* **What needs to be done**:
Reproduce word for word the part of the passage on English translations of patristic writings that begins at "There is some" and ends after "examples of this).".

There seems to be a fairly common misconception, however, that this set is somehow complete, or representative of the important works. That is not the case. There are a number of other major English translations of patristic writings, including

Ancient Christian Writers Series (currently at 63 volumes, I believe)
Fathers of the Church Series (Volume 126 is set to be released in April, I believe)

There are also a number of other series out there, including a very significant series that will attempt to translate all of Augustine’s works – The Works of Saint Augustine: A Translation for the 21st Century.

There is some overlap amongst the various collections – and some very popular works have been translated a large number of times (Augustine’s “Confessions” and “City of God” are examples of this).

That’s just limiting our discussion to English. The original Latin and Greek is also available for many works, in hundreds of volumes printed by Migne and others.

Mr. Alt complains that because the work is not in the Schaff set and did not turn up in his Amazon search, it is hard to get access to it.

I would note that it was translated (among some of Basil’s other ascetic works) as part of the Fathers of the Church series (see the link above), and was placed on-line for free at So, it is not that hard to access.

The ascetic works were also published by Clarke in 1925 or so, but that translation is a little harder to get.

Mr. Alt provides some analysis of the quotation from Basil, but his analysis is confusing. The quotation itself commands the hearers to only accept teachings that are proved from the Scriptures. Mr. Alt argues that Roman doctrines are not contrary to Scripture – but that the simply are not taught by Scripture.

But that doesn’t pass Basil’s test. The Roman dogmas are foreign to scripture. Recall that Basil said: “The hear­ers taught in the Scrip­tures ought to test what is said by teach­ers and accept that which agrees with the Scrip­tures but reject that which is for­eign.”

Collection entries

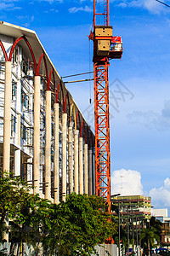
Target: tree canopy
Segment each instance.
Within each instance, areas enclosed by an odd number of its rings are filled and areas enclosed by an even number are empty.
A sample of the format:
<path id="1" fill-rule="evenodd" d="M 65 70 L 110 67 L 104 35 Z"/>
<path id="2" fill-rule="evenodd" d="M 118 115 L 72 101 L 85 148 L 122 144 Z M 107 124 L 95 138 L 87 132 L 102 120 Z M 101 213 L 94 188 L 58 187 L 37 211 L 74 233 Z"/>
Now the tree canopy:
<path id="1" fill-rule="evenodd" d="M 48 255 L 88 255 L 116 232 L 103 198 L 73 193 L 56 205 L 31 189 L 7 173 L 0 177 L 1 241 L 8 229 L 11 241 L 42 245 Z"/>

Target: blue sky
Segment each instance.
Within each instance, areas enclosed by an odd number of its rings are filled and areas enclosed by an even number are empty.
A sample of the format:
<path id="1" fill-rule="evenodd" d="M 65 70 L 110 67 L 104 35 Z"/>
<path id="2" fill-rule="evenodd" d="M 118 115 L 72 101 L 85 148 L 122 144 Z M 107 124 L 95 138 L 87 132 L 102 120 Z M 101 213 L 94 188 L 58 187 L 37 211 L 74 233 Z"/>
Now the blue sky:
<path id="1" fill-rule="evenodd" d="M 115 0 L 110 7 L 114 35 L 122 37 L 124 47 L 122 61 L 110 67 L 112 192 L 130 193 L 128 177 L 134 173 L 133 193 L 151 195 L 156 207 L 169 207 L 170 9 L 155 0 Z M 87 37 L 93 1 L 2 0 L 0 20 L 35 30 L 61 76 L 93 70 Z M 93 86 L 67 85 L 92 126 Z"/>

* **Result**:
There is some overlap amongst the various collections – and some very popular works have been translated a large number of times (Augustine’s “Confessions” and “City of God” are examples of this).